## Task statement
Can you output the lines of the listing below as a numbered list, starting from the line that contains "TARGET = flower lip" and running through the end of the listing, both ends included, and leaving out blank lines?

===== Dataset records =====

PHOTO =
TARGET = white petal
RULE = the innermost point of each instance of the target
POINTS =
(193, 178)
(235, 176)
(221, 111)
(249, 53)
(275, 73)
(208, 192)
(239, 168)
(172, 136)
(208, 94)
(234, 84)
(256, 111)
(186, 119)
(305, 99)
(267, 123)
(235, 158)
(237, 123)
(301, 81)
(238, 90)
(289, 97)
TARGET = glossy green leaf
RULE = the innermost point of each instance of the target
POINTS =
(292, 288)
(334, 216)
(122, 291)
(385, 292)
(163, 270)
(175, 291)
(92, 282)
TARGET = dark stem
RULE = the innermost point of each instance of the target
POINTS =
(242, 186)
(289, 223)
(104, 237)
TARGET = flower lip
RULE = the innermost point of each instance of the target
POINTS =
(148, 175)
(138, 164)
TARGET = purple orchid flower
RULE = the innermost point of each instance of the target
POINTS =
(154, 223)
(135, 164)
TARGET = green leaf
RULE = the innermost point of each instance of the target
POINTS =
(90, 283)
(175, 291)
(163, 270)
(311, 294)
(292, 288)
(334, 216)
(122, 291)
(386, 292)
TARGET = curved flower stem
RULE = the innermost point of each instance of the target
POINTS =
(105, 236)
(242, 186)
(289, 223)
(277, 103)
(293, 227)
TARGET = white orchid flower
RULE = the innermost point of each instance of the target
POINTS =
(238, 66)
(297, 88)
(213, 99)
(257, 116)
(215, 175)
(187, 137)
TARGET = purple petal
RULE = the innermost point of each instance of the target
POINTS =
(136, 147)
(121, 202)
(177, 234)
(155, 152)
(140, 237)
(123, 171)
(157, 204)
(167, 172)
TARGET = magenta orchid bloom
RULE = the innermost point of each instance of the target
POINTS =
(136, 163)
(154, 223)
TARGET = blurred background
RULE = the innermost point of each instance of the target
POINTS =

=====

## Response
1. TARGET = flower lip
2. RULE = the innermost point of each instance of the target
3. POINTS =
4. (148, 175)
5. (138, 164)
6. TARGET = purple orchid flower
7. RULE = the innermost point of each instance of the target
8. POINTS =
9. (154, 223)
10. (135, 164)
11. TARGET = green leaf
12. RULE = the innermost point of each instance of the target
13. POINTS =
14. (90, 283)
15. (175, 291)
16. (163, 270)
17. (311, 294)
18. (292, 288)
19. (334, 216)
20. (122, 291)
21. (386, 292)
22. TARGET = curved flower stem
23. RULE = the innermost point of each instance of the target
24. POINTS =
25. (105, 236)
26. (242, 186)
27. (289, 223)
28. (277, 103)
29. (293, 227)
30. TARGET = white orchid flower
31. RULE = the innermost point of each instance of the target
32. POINTS =
33. (238, 66)
34. (297, 88)
35. (213, 99)
36. (257, 116)
37. (215, 175)
38. (187, 137)
39. TARGET = purple petal
40. RULE = the innermost point of each instance of the target
41. POINTS =
42. (136, 147)
43. (121, 202)
44. (177, 234)
45. (155, 152)
46. (140, 237)
47. (123, 171)
48. (157, 204)
49. (167, 172)
50. TARGET = magenta orchid bloom
51. RULE = the innermost point of each instance of the target
52. POINTS =
53. (136, 163)
54. (154, 223)
55. TARGET = blurred background
56. RULE = the innermost point of each instance of the target
57. POINTS =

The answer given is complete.